Directions =>
1 > In the C2C e-commerce study, list each thing that scholars studying eBay's original credit evaluation system found reputation helps or boosts.
2 > Proceed with the C2C e-commerce study, writing on from its last sentence.

===== Text passage

A Study of Reputation Effect Restricting the Moral Hazard in C2C E-Commerce


Based on repeated game and unilateral moral hazard framework, this thesis studies the formation and evolution of reputation in C2C E-Market and the restriction effect of reputation to the sellers’ moral hazard behavior. The research on reputation model shows that the formation of reputation is a dynamic process, which is regulated by sellers in C2C E-Market. In the market introducing the reputation mechanism, the most effective way to restrict moral hazard behavior is to leverage the sellers’ long-term benefits, stabilize the market, and reduce transaction cost.

Share and Cite:

Xu, X. and Ye, M. (2017) A Study of Reputation Effect Restricting the Moral Hazard in C2C E-Commerce. Open Journal of Social Sciences, 5, 260-268. doi: 10.4236/jss.2017.53024.

1. Introduction

In regards to E-commerce regulation, the game of reputation-based moral hazard has been a hot issue in the world of academic research. Scholars from home and abroad have conducted research from the following three aspects:

1) The Existence of moral hazard in E-Market and its incentive mechanism design. Li Li, et al. (2005) and Tianshuai Xie, et al. (2009) verifies that there is certain degree of moral hazard in network transaction, which is divided into the sellers’ moral hazard, buyers’ moral hazard, and the moral hazard of transaction intermediary and third-party logistics [1] [2] . If the sellers are unable to show the product quality to the buyers in a convincing way, or if the buyers can’t promise to fulfill payment obligations, this asymmetric information will make the transactions gradually shrink and even disappear. The present research on moral hazard control and realization of transaction coordination is mainly based on static model and its core countermeasure is to design appropriate incentive contract. However, our social credit system is not well-developed, which can’t suppress the activities of bad faith [3] . This means that business activities need to more rely on informal regulating mechanism, in particular on its restriction and incentive effect.

2) Research on the theory of the game of reputation-based moral hazard. Xuejun Yu and Jinjin Yu [4] use eBay online bidding case as an example, which is a multiplayer-repeated game, to study the cooperative equilibrium led by reputation effect under asymmetric information condition. Jianjun Zhang et al. (2013), probe into the reputation effect on moral hazard in the network context from the suppliers’ perspective [5] . But as for the issue of moral hazard in China’s domestic network market, their research still lags behind both in theoretic and practical guidance.

3) Reputation’s influence on E-Market standardization and integrity. A large number of scholars have studied the reputation effect of eBay’s original credit evaluation system and verified reputation’s facilitating effect on transaction price, probability of successful transaction, transaction efficiency and consumers’ trust, as well as its restriction effect on transaction risks [6] [7] [8] [9] . Domestic scholars verified reputation’s positive effect on transaction price, auction success rate and etc., on the basis of the data from Tabao, eBay and other local E-commerce websites [3] [10] . Present theoretic research focuses more on the design of reputation evaluation mechanism and the empirical study of its effect in E-Market, but it lacks analysis of the restriction effect of reputation and other implicit incentive measures on opportunistic behavior [11] .

==========
===== Data section

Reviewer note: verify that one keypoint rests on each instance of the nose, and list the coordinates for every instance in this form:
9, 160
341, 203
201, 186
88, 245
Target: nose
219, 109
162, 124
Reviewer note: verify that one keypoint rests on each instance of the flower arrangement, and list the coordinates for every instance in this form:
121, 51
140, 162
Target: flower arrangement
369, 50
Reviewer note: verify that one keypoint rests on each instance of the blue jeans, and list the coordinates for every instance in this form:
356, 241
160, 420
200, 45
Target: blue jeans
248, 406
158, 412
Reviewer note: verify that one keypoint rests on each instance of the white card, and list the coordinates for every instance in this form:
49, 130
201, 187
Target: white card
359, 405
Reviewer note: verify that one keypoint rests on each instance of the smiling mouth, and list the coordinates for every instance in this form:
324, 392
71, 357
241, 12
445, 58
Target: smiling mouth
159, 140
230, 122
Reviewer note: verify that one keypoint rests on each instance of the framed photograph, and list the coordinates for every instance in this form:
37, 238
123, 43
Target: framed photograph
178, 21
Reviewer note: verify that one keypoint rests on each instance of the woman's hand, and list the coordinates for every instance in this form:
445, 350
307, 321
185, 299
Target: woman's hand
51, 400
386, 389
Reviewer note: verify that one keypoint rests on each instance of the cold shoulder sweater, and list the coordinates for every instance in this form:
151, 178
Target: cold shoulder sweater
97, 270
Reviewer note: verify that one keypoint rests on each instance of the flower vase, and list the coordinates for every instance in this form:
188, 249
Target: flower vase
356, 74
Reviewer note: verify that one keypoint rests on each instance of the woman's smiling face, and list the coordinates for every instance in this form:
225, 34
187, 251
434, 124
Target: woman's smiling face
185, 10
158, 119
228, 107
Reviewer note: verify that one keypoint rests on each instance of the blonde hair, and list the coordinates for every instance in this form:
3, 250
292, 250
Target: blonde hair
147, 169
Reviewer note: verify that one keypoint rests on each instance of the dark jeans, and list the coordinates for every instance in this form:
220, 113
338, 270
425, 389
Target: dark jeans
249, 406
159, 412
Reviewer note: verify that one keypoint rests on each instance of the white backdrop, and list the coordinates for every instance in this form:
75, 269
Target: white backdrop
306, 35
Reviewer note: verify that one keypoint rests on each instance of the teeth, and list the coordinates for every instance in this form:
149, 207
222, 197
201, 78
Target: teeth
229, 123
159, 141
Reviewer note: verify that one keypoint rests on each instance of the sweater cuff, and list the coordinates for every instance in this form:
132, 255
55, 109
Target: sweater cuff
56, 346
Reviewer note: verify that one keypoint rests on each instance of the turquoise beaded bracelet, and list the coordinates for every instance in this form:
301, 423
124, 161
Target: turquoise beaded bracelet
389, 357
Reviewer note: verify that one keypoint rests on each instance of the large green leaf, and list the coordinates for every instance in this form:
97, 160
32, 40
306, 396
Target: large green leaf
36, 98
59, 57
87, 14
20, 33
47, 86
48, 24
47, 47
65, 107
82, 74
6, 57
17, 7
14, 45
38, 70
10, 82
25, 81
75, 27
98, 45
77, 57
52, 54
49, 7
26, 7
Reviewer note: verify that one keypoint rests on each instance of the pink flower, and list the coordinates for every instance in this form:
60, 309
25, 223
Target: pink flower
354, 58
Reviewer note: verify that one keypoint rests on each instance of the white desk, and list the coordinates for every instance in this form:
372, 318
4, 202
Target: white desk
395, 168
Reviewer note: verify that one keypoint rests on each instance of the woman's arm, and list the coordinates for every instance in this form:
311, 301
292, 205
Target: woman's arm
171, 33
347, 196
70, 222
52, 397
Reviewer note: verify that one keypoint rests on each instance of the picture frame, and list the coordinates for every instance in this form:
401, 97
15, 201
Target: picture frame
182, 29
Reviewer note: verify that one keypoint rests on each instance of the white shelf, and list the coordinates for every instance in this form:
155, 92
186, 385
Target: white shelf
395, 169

==========
===== Data section

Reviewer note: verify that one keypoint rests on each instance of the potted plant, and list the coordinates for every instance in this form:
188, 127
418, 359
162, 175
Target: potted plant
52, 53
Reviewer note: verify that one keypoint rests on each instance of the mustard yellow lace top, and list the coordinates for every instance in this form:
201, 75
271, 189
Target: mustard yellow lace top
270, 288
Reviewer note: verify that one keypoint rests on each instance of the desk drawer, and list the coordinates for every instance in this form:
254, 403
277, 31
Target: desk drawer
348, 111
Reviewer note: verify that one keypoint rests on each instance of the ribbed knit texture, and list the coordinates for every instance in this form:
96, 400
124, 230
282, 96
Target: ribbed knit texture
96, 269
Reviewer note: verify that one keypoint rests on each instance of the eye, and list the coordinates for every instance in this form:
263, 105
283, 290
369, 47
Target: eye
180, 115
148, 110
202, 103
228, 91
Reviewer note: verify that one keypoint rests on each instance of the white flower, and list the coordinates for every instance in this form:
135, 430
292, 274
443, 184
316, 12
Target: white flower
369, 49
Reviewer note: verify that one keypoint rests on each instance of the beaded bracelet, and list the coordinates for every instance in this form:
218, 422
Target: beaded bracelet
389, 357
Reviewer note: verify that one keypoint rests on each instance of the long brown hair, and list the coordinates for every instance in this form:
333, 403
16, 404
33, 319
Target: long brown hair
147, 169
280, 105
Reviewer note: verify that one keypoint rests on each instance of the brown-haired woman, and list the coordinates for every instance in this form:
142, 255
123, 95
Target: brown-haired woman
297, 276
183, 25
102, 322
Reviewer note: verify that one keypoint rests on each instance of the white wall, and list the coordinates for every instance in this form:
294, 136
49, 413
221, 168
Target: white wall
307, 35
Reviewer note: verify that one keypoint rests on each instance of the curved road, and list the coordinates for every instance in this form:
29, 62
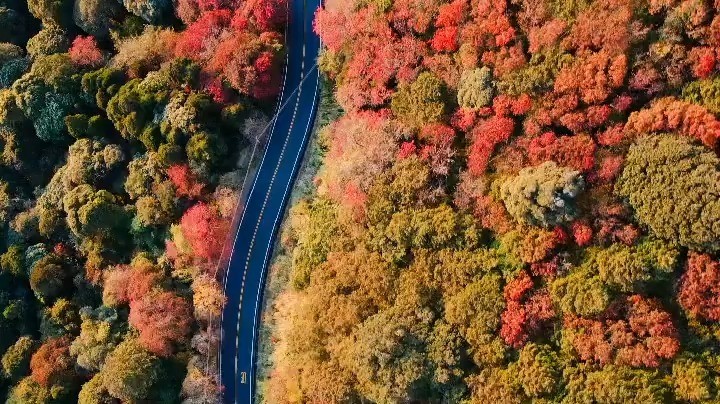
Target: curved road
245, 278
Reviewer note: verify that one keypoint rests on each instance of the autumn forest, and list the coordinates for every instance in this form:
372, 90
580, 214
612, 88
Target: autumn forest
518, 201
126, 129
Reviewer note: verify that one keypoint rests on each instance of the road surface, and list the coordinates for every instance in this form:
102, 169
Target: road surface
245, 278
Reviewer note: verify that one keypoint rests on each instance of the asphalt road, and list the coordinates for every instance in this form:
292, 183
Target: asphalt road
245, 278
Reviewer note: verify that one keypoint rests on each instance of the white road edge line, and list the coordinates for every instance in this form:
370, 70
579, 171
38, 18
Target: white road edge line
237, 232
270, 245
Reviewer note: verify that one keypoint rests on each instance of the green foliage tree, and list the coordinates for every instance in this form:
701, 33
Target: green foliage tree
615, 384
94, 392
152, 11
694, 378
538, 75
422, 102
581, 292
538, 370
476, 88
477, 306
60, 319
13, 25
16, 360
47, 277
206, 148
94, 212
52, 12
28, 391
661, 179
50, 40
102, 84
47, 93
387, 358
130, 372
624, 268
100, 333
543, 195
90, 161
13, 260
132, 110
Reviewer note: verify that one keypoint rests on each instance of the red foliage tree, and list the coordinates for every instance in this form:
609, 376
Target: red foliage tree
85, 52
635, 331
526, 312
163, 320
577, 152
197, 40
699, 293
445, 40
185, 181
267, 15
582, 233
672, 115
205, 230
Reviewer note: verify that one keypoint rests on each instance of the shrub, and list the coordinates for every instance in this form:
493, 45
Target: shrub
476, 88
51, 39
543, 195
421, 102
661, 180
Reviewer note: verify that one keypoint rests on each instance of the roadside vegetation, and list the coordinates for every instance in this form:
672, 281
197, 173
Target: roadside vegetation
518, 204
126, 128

==========
===== Data section

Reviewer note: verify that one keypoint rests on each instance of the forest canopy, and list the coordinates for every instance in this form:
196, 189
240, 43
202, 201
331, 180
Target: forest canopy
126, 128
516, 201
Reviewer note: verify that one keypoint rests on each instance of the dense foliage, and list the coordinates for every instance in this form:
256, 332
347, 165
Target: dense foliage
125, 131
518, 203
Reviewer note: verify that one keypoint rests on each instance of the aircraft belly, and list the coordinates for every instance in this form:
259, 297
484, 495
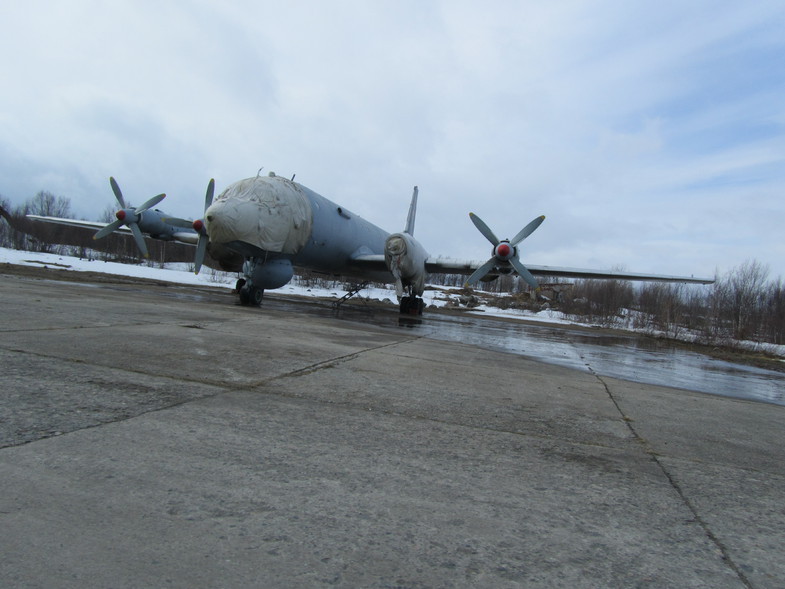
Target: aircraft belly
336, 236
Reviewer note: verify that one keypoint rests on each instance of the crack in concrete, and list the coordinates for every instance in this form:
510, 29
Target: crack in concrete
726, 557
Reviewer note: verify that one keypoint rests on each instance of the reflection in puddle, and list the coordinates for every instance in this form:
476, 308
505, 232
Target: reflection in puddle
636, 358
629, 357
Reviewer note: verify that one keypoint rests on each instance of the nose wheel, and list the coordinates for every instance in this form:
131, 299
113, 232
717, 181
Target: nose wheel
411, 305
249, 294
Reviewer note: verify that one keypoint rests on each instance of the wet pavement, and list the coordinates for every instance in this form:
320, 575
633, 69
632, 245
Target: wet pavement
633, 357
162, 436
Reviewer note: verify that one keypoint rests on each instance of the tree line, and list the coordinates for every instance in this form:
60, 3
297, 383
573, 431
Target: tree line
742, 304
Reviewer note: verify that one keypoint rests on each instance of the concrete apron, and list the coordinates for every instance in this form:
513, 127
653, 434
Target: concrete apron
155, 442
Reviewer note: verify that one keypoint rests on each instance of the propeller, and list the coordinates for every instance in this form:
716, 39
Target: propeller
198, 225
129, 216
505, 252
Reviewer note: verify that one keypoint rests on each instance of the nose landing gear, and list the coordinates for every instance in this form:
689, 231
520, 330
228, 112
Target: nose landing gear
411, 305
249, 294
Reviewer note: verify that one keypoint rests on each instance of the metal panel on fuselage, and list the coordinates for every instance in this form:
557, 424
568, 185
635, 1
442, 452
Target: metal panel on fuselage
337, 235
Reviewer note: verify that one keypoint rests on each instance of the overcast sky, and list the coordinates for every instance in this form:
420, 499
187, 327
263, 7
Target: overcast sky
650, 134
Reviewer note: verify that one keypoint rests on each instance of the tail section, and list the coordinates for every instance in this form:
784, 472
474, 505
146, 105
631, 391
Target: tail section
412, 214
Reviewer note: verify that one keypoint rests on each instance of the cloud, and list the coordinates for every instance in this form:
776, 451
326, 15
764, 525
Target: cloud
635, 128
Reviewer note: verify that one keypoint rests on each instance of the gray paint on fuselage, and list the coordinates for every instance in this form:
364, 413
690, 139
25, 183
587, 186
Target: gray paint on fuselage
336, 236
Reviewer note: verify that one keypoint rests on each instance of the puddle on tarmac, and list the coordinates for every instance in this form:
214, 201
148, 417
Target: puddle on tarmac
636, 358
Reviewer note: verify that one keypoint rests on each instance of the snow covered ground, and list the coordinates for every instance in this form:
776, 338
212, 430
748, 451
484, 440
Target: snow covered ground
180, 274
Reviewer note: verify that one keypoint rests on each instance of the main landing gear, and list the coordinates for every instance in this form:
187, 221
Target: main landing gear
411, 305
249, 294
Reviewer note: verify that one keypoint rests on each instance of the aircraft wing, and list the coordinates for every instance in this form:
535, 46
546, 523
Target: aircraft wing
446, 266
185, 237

==========

The answers =>
1 >
- transaction price
- probability of successful transaction
- transaction efficiency
- consumers' trust

2 >
Based on repeated game, this thesis studies the restriction effect of dynamic reputation mechanism on sellers’ moral risk-taking behaviors in China’s C2C E-commerce transactions. Compared with previous research, this thesis provides basic theory reference for network regulation practices.

2. Problem Description and Model Assumption

2.1. Problem Description

Over the past years, Taobao, as the representative of China’s domestic C2C E-commerce platform, has gradually designed a series of trading mechanisms different from eBay. The main differences are as follows:

1) The influence of sellers reputation on product price and cost variance in C2C E-market transaction can be excluded. In China’s domestic C2C E-com- merce, there’s always “fixed price” pattern. The sellers are usually at a disadvantage position when bargaining with suppliers. Therefore, different from the auction transaction research by House and Wooders (2006) and Chrysanthos (2005), the impact of reputation on current commodity’s price and cost can be excluded [7] [8] .

2) The influence of reputation on sellers’ profit is mainly reflected in the sales volume. Different from traditional competitive market, C2C E-commerce has the following features: Multi-platforms with bilateral users, multi-business access, homogeneity of goods, being substituted easily. Hence, the switching cost of buyers can be excluded. The influence of reputation on sellers’ profit is mainly reflected in the sales volume.

3) There’s a long period of game time for C2C E-commerce transaction. In the platform like Taobao, the sellers are usually stable to provide long-term supply, so buyers and sellers have enough game time, which is different from eBay trading pattern.

2.2. Model Assumption

In the setting of C2C E-commerce, we consider one single product transaction between one seller X and several buyers Y and set a game model of unilateral moral hazard. First, the sellers X are grouped into two types: irrational sellers ( A 1 ) and rational sellers ( A 2 ) . Buyers Y are only irrational ( A 1 ) . Irrational people will prefer honest trading strategy ( a = a 1 ) , while rational people will choose between honest trade strategy ( a = a 1 ) and fraud trade strategy ( a = a 2 ) based on expected utility function.

Because of asymmetric information and the non-contractual feature of product service quality, sellers have information superiority when they take action afterwards, which is unilateral moral hazard. On the other hand, since in C2C e-market the products has the feature of homogeneity and the platform can’t be completely replaced, buyers will prefer to trade with irrational sellers ( A 1 ) based on reputation rating. In conclusion, this thesis defines reputation as follows: reputation is the possibility of sellers X to become irrational ( A 1 ) type of sellers.

The letters are denoted as follows:

1) T and n represent the total times of game and game period respectively, 1 n T ;

2) p means the product price per unit;

3) c indicates the product cost per unit;

4) q ( n ) means aggregate demand of the product and the demand volume will change dynamically with different times of games;

5) π means the total revenue of sellers;

6) σ represents discount factor 0 σ 1 ;

7) f ( n ) represents sellers’ reputation in n period 0 f ( n ) 1 ;

8) r and k represents the possibility of irrational sellers to take honest actions and the possibility of rational sellers to take honest actions respectively,

0 r 1 , 0 k 1 .

The assumptions are as follows:

1) Buyers and sellers have enough game time, T 1

2) Various sellers’ familiarity with their own market environment and related experience differ, that is to say A 1 type of sellers are better at honest trade than A 2 type of sellers. That results in r > k .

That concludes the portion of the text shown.